Short task 1: In the essay on why the writer writes, who is quoted as saying that vision without execution is hallucination?

Why I Write

I take in information from a lot of different sources and my brain runs wild with multiple adaptations of that data and how it can be manipulated and altered for my needs. I don’t observe something and simply appreciate its beauty, rather I see the beauty and automatically am determined to break it down into its usable parts and applicability for my needs. I used to fight this part of who I am because I was ashamed of my inability to appreciate without analyzing, but I have started to embrace it as a part of who I am and the way that my brain works. Simply speaking, I am constantly taking in data, coding it, and storing it away for the moment in which I can connect it to other stored stimuli in my head for an application in my life and work.

Why I Write is to pull those crude plans from my head, ideas that are in their infancy, and make them real. Thomas Edison once said that, “Vision without execution is hallucination.” Writing is the vehicle that I use to bring my vision for what can be done and how to do it from the depths of my brain to reality. Writing is an outlet for the release of stimuli that would otherwise cloud my vision and lead to hallucinations. It is ironic for me that writing has become such a necessary part of my life when you consider that I have such a difficult time with it. I think in numbers and patterns and projections of data and my outlet for all of that left brain thinking is the opposite, the expression of all of those things through the written word.

Data entries:
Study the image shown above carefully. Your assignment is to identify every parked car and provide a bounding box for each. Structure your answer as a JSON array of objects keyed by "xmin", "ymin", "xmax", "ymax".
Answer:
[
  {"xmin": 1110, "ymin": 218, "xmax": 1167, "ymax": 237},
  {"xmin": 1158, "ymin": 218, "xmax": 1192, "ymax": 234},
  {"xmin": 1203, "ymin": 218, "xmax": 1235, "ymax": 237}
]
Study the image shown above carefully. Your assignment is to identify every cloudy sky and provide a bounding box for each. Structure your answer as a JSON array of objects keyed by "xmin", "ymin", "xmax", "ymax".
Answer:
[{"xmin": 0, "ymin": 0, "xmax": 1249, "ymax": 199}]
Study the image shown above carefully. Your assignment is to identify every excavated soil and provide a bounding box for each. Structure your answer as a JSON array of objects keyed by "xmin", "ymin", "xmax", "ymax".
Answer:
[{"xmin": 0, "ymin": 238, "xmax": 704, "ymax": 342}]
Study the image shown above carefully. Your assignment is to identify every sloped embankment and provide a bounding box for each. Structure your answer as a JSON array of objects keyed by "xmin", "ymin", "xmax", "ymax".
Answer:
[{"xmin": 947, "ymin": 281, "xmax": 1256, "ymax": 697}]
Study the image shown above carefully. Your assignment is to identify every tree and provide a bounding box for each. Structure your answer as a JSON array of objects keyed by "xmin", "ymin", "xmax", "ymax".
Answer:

Short task 2: Tally the lines in the records that contain the string "Study", with case counting, and reply with only the number.

Problem solution 1: Thomas Edison

Problem solution 2: 5